BEGIN Excerpt to read

New Zealand children who spend more time in parks and surrounded by nature are less likely to develop asthma, a study has found.
The Massey University research followed nearly 50,000 children who were born in 1998 until they were 18, using satellite images and land-use data to assess how much they were likely to have been exposed to the natural environment.
Study lead Jeroen Douwes said children living in areas with more green space were less likely to be asthmatic, with rates even lower for those exposed to native plants.
"If you increase that exposure by living close to parks and so on then you may exceed that threshold level and reduce the risk of allergies and asthma," he said.
About 15 percent of children have asthma and it causes 163 hospitalisations per 100,000 people.
The study did not measure geographical differences but Professor Douwes said there was a pronounced difference in urban spaces.
He said not all green spaces had the same effect however, with some plants increasing children's asthma risk.
"The strongest protective effects were found for native green space, whereas we found that living close to areas where there was a lot of gorse or a lot of pine trees, that are exotic to New Zealand, those are actually risk factors."

END Excerpt to read
BEGIN Dataset excerpts

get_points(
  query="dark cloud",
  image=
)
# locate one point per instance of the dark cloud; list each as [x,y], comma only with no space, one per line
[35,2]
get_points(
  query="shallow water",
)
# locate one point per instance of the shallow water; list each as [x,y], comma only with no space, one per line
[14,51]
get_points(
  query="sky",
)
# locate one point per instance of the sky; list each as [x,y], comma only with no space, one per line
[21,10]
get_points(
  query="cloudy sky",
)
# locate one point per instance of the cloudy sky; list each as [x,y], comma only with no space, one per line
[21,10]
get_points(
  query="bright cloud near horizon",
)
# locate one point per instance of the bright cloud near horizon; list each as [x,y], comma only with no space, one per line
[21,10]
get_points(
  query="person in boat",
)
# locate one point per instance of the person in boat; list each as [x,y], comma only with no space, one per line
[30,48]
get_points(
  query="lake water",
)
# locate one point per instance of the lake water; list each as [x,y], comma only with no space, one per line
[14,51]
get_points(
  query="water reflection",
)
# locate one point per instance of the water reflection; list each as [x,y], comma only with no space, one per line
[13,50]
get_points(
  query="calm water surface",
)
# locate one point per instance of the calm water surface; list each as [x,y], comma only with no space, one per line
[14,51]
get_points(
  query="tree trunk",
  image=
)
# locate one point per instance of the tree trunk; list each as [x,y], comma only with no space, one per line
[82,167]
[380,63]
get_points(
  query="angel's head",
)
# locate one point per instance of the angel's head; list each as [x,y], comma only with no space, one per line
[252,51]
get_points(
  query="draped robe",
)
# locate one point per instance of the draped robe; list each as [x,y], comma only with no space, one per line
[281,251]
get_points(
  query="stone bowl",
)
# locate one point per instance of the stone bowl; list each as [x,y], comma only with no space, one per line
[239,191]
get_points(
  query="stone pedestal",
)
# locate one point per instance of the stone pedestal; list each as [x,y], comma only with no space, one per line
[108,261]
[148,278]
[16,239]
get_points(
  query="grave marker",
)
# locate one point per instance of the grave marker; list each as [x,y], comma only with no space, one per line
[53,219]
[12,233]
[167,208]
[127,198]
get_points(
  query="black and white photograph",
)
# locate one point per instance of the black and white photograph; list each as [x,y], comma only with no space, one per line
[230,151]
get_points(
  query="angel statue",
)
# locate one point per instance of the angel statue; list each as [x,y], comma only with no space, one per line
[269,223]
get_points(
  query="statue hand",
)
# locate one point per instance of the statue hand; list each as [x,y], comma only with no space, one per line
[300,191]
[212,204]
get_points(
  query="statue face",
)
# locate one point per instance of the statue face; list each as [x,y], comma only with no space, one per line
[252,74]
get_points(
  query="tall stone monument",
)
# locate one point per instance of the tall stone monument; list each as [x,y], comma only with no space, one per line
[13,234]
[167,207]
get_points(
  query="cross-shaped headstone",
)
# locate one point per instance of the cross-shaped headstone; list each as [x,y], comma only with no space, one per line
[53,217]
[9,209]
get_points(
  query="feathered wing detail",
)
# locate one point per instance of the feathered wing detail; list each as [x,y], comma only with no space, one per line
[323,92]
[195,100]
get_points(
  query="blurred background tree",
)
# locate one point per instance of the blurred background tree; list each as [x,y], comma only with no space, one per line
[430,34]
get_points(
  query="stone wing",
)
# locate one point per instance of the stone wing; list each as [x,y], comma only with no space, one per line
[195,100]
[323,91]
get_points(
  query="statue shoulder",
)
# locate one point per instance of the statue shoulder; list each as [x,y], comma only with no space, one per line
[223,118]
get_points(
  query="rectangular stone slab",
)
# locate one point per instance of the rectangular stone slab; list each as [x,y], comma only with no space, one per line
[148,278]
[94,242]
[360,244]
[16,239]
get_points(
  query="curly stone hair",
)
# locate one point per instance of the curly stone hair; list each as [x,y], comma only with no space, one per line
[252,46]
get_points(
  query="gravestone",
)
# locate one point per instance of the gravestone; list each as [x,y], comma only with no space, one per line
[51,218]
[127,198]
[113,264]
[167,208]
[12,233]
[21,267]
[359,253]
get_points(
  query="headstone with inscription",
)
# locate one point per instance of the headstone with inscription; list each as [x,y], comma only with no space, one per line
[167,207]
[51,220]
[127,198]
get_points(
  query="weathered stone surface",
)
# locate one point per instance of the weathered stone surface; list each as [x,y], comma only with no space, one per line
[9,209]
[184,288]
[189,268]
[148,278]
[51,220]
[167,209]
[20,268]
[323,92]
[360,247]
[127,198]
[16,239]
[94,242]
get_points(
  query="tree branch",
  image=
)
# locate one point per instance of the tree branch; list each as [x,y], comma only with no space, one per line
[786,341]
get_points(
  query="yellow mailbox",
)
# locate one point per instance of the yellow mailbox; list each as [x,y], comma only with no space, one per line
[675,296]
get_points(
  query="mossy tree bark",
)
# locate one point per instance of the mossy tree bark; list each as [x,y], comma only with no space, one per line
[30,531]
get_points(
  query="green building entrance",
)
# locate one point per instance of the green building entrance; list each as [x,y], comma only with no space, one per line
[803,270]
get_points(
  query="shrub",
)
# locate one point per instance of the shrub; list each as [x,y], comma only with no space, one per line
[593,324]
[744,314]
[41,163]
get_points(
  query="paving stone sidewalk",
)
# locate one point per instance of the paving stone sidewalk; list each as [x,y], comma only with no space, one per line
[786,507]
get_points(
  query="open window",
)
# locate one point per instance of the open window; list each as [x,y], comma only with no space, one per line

END Dataset excerpts

=== Task instructions ===
a) How many children did the research in the asthma study article follow?
b) List every number that appears in the asthma study article.
c) Please continue the asthma study article from the end of its last sentence.
The lines have no connection to the asthma study article.

=== Answers for each item ===
a) Nearly 50,000 children born in 1998.

b) 50,000; 1998; 18; 15 percent; 163; 100,000

c)
He said that may be because those types of vegetation had low levels of biodiversity around them.
It did not have to be dense bush to help reduce the risk of asthma.
"We don't necessarily all have to move out of the urban areas ... if we create sufficient green space within existing urban areas that may be sufficient to reduce that risk.
The study was not able to determine whether exposure early or later in childhood was best in protecting against asthma.
Prof Douwes said green space exposure also helped increase microbial exposure and gut health, promoting immunities.
"Our finding that antibiotics, which are known to reduce gut microbial diversity, increase the risk of asthma, points towards the same underlying mechanism.
"Reduced stress and increased physical activity, associated with living close to green space, may be another reason for the observed protective effects."